> [Records from an annotation dataset]
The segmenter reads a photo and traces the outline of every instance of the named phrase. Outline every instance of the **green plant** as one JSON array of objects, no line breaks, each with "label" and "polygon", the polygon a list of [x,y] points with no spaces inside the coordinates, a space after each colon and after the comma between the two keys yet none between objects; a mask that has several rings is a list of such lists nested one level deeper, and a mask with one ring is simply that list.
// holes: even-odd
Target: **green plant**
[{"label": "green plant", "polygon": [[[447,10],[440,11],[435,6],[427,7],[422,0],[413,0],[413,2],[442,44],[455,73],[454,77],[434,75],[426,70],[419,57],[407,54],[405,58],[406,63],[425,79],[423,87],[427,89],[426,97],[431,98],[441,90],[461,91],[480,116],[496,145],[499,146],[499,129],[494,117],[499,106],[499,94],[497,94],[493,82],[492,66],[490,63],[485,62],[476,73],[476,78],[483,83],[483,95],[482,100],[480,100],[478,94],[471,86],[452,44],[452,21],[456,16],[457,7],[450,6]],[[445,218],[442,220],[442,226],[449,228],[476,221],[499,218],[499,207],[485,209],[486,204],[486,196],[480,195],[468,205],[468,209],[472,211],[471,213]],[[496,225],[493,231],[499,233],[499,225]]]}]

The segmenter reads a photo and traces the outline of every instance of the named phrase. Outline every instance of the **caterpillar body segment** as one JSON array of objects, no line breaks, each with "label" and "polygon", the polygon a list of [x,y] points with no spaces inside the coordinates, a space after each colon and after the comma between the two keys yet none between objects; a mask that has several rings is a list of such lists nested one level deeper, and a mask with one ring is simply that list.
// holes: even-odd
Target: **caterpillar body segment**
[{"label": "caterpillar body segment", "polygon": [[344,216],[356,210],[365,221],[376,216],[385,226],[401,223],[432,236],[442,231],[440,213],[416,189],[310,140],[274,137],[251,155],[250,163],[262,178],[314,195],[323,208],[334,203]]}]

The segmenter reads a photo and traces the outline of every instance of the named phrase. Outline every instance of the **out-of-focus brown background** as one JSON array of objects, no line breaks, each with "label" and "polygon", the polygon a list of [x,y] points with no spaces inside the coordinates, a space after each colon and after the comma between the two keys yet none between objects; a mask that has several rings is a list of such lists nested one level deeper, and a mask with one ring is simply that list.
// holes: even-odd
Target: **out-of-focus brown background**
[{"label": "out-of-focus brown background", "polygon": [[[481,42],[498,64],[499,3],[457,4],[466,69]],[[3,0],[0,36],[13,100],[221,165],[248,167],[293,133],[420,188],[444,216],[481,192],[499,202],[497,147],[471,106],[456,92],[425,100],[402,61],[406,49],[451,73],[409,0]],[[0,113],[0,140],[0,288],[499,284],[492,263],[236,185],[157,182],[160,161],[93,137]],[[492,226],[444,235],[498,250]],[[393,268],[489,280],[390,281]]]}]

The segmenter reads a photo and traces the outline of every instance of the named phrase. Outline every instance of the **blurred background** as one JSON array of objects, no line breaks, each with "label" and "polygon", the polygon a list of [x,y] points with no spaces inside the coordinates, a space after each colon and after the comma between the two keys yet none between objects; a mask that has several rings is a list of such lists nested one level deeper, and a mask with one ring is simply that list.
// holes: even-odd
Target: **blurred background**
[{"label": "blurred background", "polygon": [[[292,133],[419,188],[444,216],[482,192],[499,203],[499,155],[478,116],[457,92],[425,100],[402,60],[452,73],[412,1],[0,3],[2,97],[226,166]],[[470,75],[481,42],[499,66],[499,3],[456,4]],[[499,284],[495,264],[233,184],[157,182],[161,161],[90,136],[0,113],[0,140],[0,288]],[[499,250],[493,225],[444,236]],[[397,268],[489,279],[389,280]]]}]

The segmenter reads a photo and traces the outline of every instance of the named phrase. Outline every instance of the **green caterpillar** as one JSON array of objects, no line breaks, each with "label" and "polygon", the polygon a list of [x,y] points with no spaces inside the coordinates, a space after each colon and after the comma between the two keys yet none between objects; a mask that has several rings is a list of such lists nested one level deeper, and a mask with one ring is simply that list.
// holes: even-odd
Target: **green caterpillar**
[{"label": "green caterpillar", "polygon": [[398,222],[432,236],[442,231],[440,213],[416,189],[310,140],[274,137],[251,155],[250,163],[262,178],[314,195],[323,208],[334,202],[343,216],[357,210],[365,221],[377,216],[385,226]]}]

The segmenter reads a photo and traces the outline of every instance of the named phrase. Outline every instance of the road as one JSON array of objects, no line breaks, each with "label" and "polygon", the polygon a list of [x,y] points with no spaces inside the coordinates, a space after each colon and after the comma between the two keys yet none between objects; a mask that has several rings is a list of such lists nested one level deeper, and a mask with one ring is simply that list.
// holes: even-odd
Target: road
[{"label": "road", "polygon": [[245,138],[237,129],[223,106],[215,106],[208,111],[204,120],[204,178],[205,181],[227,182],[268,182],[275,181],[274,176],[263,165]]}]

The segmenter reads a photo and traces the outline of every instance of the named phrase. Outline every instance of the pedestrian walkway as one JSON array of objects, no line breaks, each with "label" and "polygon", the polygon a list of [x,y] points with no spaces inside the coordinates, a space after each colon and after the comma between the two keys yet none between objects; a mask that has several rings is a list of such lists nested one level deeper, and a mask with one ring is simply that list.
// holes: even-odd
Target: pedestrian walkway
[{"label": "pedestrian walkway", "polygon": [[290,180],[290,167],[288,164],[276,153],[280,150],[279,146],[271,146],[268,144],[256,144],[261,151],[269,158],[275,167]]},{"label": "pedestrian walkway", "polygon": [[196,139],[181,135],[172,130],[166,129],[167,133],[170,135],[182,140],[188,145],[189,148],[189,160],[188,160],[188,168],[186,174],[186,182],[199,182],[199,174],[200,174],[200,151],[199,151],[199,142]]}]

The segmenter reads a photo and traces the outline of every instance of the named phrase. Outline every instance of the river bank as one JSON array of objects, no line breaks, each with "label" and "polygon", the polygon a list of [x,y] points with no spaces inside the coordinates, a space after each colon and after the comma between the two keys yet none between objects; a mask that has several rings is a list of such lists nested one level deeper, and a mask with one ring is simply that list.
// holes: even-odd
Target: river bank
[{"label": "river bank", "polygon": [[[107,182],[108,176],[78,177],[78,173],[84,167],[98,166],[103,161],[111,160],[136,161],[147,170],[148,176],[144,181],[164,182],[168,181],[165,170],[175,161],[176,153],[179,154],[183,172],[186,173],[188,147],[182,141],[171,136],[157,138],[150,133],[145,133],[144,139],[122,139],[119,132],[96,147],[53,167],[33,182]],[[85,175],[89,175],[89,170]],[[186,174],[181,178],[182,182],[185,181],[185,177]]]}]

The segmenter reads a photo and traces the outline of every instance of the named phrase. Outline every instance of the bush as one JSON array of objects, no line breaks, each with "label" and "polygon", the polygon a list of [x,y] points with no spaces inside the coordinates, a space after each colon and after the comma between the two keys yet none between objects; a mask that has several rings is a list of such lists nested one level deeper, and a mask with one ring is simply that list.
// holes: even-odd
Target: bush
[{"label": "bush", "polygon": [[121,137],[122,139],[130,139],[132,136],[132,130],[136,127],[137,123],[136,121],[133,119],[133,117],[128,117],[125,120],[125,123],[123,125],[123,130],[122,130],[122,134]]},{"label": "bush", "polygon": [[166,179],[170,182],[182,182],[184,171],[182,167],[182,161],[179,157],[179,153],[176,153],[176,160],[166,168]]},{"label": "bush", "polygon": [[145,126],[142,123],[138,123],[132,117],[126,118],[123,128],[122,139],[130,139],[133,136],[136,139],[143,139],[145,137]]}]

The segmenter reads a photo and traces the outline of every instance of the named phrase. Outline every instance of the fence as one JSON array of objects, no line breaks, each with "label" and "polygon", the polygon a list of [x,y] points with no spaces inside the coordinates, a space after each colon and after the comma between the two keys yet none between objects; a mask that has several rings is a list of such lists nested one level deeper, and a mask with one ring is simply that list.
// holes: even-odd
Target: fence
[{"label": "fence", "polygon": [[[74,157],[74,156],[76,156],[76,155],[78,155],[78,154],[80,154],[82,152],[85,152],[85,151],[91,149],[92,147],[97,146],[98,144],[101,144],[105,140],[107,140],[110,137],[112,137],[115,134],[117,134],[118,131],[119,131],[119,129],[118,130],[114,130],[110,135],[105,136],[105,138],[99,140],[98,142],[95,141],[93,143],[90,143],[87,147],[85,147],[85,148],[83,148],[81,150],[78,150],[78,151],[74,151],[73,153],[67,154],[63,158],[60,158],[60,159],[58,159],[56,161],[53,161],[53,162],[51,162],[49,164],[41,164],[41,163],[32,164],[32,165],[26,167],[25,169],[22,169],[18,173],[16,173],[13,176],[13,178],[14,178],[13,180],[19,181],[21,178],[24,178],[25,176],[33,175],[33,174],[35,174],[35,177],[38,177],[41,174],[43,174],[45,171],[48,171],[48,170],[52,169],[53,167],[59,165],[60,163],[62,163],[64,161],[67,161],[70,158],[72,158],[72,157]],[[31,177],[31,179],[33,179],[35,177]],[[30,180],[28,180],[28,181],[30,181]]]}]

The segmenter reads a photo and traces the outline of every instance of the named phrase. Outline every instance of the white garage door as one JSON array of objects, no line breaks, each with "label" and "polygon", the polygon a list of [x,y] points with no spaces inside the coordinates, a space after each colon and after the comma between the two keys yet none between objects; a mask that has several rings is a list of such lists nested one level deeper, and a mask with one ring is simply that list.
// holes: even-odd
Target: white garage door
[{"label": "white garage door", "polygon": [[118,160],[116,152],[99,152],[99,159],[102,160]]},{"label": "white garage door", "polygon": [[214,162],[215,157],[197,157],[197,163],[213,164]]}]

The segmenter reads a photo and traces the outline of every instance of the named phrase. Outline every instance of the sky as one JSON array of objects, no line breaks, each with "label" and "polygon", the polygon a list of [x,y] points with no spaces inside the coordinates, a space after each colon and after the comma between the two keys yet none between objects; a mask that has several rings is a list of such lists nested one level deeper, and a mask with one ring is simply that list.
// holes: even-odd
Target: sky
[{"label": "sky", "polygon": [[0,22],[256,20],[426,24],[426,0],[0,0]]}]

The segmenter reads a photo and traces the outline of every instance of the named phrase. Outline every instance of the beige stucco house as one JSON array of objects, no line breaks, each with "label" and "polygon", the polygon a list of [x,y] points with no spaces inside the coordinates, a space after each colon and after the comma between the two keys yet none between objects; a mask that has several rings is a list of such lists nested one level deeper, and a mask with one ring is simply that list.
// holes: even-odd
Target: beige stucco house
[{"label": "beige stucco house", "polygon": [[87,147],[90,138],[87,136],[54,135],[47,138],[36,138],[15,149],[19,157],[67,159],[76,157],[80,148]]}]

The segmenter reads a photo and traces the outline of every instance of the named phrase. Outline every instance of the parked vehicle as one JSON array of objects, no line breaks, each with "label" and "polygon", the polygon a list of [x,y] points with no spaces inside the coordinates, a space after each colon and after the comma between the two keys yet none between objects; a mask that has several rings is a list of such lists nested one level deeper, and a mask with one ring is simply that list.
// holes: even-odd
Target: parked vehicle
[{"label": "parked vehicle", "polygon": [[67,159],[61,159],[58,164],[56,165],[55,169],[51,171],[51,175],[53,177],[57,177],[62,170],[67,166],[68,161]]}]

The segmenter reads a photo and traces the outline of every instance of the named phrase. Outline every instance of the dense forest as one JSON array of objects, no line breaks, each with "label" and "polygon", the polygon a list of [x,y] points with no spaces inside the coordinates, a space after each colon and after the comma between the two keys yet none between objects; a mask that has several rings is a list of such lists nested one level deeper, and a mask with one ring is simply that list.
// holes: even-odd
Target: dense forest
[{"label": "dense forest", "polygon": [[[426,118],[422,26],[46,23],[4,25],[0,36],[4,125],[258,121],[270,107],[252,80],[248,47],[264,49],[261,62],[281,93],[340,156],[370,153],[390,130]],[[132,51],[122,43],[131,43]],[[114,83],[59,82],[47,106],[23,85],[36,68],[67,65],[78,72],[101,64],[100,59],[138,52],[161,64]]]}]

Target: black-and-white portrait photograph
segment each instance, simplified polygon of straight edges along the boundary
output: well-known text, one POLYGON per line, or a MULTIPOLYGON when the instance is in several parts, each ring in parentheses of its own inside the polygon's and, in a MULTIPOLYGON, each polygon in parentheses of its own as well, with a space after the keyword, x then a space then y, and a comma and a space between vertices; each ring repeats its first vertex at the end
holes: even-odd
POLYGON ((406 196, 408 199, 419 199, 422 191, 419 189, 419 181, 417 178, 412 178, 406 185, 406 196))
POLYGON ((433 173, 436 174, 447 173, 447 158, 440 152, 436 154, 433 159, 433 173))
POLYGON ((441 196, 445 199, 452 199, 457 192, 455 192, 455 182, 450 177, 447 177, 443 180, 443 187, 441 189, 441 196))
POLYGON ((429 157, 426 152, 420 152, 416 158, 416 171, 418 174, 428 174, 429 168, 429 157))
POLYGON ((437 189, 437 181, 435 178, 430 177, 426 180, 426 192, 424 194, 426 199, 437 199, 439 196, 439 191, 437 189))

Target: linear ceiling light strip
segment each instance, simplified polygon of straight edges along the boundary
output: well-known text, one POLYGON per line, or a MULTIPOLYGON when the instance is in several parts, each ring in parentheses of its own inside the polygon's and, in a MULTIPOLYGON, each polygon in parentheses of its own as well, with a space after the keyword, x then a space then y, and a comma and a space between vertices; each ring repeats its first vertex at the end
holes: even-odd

> [Written task]
Reproduce verbatim the lines of the records from the line containing "of the **blurred" through the line containing "Target: **blurred background**", including both of those lines.

> [Full answer]
The segmenter reads a photo and traces the outline of every instance of the named phrase. Outline every instance of the **blurred background** as one JSON array of objects, no line breaks, each with "label" and "polygon", the polygon a list of [x,y] points with no spaces inside the coordinates, a space after each colon and after the comma between the two keys yet none between objects; a mask that has several rings is a list of such lists nested one level deeper, and a mask with one ring is simply that list.
// holes: even-odd
Target: **blurred background**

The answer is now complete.